* Natural-language object grounding data *
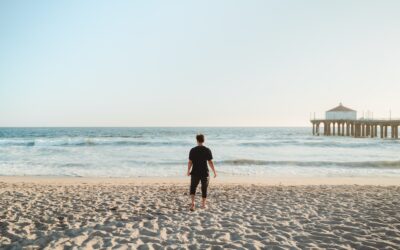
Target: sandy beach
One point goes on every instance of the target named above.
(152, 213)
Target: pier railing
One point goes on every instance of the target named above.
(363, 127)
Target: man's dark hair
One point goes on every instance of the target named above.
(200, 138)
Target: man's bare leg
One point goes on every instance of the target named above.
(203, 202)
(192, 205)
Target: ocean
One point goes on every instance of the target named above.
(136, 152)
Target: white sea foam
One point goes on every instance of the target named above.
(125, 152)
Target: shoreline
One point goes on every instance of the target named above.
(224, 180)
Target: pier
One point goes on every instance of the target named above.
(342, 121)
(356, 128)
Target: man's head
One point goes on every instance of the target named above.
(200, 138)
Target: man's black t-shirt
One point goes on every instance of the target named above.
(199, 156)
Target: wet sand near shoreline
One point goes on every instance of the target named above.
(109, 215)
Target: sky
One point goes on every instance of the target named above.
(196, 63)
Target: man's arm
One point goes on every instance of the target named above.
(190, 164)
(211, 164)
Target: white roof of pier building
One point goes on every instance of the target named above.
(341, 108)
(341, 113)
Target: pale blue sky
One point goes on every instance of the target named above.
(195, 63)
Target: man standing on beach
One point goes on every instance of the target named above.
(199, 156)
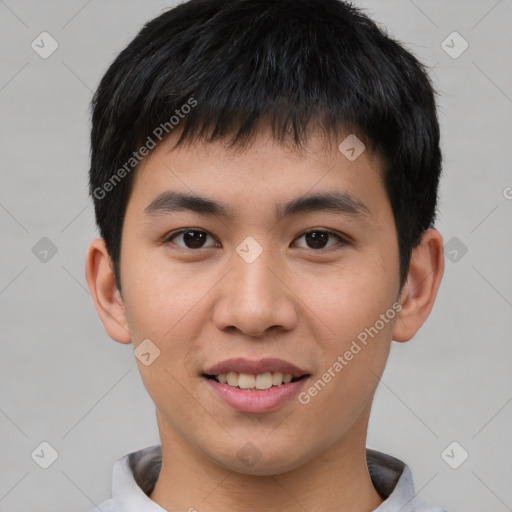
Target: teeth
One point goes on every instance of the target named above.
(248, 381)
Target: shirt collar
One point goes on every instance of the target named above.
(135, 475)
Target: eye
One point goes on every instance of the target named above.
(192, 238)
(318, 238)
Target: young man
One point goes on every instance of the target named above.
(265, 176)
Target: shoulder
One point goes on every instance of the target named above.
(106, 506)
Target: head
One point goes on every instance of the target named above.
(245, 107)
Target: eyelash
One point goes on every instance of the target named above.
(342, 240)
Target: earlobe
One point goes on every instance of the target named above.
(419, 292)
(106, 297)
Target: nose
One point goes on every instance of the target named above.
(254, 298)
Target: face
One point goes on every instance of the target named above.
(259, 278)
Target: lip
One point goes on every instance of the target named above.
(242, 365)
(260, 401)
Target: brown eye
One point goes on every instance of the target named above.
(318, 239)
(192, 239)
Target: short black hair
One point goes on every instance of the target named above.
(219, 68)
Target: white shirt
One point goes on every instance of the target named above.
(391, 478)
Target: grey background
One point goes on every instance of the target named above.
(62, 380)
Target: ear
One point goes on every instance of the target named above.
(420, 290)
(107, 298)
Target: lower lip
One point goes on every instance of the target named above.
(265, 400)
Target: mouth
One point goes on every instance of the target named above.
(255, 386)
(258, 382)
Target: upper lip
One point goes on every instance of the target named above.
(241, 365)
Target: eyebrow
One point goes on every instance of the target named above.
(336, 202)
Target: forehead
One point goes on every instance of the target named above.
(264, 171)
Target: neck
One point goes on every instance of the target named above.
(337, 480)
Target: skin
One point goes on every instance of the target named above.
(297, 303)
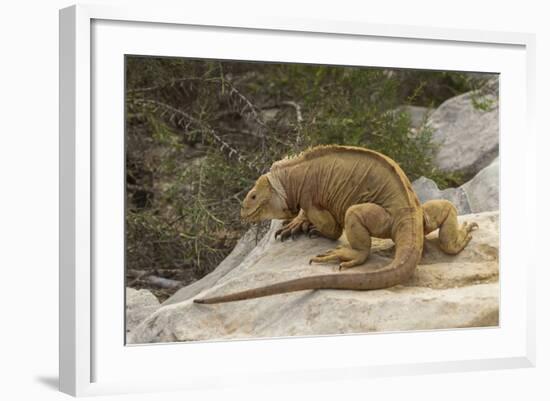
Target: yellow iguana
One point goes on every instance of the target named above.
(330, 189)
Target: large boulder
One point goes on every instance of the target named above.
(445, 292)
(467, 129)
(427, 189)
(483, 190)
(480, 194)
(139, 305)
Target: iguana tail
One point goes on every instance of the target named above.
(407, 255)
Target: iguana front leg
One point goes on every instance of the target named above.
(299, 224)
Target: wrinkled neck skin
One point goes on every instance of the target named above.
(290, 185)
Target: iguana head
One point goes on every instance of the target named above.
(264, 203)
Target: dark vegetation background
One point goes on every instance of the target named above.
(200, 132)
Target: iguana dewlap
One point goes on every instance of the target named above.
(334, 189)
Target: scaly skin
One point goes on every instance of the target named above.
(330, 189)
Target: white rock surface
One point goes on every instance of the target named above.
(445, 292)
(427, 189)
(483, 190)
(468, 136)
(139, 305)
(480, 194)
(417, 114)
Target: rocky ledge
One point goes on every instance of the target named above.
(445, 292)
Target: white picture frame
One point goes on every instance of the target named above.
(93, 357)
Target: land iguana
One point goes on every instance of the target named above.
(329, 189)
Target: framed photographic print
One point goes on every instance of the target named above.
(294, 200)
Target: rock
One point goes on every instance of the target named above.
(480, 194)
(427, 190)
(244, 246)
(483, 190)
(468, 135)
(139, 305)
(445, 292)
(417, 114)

* ASSIGNED TASK *
Restate each record from above word for word, excluding any picture it holds.

* SOLUTION TO THIS EXERCISE *
Target: sandy beach
One point goes on every instance of the target named above.
(152, 213)
Target: pier railing
One point goes on every instance of the target named above.
(363, 127)
Target: man's dark hair
One point goes on every instance of the target named above.
(200, 138)
Target: man's bare leg
One point goes on every instance of the target named above.
(203, 202)
(192, 205)
Target: ocean
One point goes on every instance of the target named above.
(136, 152)
Target: white sea foam
One point goes on every instance of the target named above.
(125, 152)
Target: shoreline
One point goes on every instance of the target named above.
(224, 180)
Target: pier
One point goes on every instance of the target named above.
(342, 121)
(356, 128)
Target: man's head
One point goes on every instance of the target named above.
(200, 138)
Target: man's black t-shirt
One point goes on every instance of the target named above.
(199, 156)
Target: wet sand near shoreline
One point goes on every instance of the target named above.
(109, 215)
Target: sky
One point goes on every instance of the target named above.
(196, 63)
Target: man's arm
One point goes on every instance of the target named above.
(190, 164)
(211, 164)
Target: white roof of pier building
One point goes on every instance of the target named above.
(341, 108)
(341, 113)
Target: pale blue sky
One point goes on every instance of the target named above.
(195, 63)
Target: man standing on beach
One point goes on every instance of the target named above.
(199, 156)
Target: teeth
One point goes on every instance of the target named above.
(248, 381)
Target: shirt collar
One point goes on every instance of the target named above.
(135, 475)
Target: eye
One point goes on every instance of the target named above.
(192, 238)
(318, 238)
Target: young man
One point goes on every instance of the target named above.
(265, 176)
Target: shoulder
One point goes on every instance of the target named above.
(106, 506)
Target: head
One point goes on every instance of the target named above.
(245, 107)
Target: eyelash
One point goes on every instance of the target named above.
(342, 240)
Target: earlobe
One point goes on every instance of the target named above.
(419, 292)
(106, 297)
Target: nose
One point goes on every instance of the target named above.
(254, 298)
Target: face
One point goes on every instance of the target named above.
(259, 278)
Target: lip
One point goes on every instance of the target named above.
(242, 365)
(260, 401)
Target: brown eye
One point goes on every instance of the target named above.
(318, 239)
(192, 239)
Target: short black hair
One point goes on every instance of the target named above.
(219, 68)
Target: white shirt
One point goes on every instance of the target named above.
(391, 478)
Target: grey background
One point goes on every instance of the target named above.
(62, 380)
Target: ear
One point goes on every instance of the target named above.
(420, 290)
(107, 298)
Target: lower lip
One point goes on every instance of the target named above.
(265, 400)
Target: mouth
One point goes on every instance of the target named above.
(255, 386)
(258, 382)
Target: upper lip
One point goes on every instance of the target named above.
(241, 365)
Target: eyebrow
One point goes on every instance of the target named above.
(336, 202)
Target: forehead
One point goes on every instance of the target named above.
(264, 171)
Target: neck
One point goes on every instance of the target named above.
(337, 480)
Target: skin
One point goes on every instance of the target named above.
(297, 303)
Target: yellow iguana
One point goes on every instance of the target named above.
(330, 189)
Target: large boulder
One point goes on every instance of the target named above.
(445, 292)
(467, 129)
(427, 189)
(483, 190)
(480, 194)
(139, 305)
Target: iguana tail
One point goes on every instance of the target named above.
(407, 255)
Target: iguana front leg
One point goes on every instance of the target named above.
(299, 224)
Target: wrinkled neck skin
One point goes on every instance of the target named above.
(290, 185)
Target: iguana head
One point goes on every instance of the target named above.
(264, 203)
Target: dark vegetation background
One point goes on every instance of the target named above.
(200, 132)
Target: iguana dewlap
One point goes on every instance of the target named above.
(334, 189)
Target: scaly skin
One point goes on every instance of the target named above.
(330, 189)
Target: white rock surface
One point goes on every instance of the target named above.
(445, 292)
(427, 189)
(483, 190)
(468, 136)
(139, 305)
(480, 194)
(417, 114)
Target: rocky ledge
One point goes on every instance of the target named above.
(445, 292)
Target: white picture frame
One point goes on every instance of the target named above.
(93, 357)
Target: land iguana
One point goes on every instance of the target named above.
(329, 189)
Target: framed photographic print
One point goes on every instance of the target named above.
(294, 200)
Target: rock
One point goes on every instance of the target named above.
(480, 194)
(427, 190)
(244, 246)
(483, 190)
(468, 135)
(139, 305)
(445, 292)
(417, 114)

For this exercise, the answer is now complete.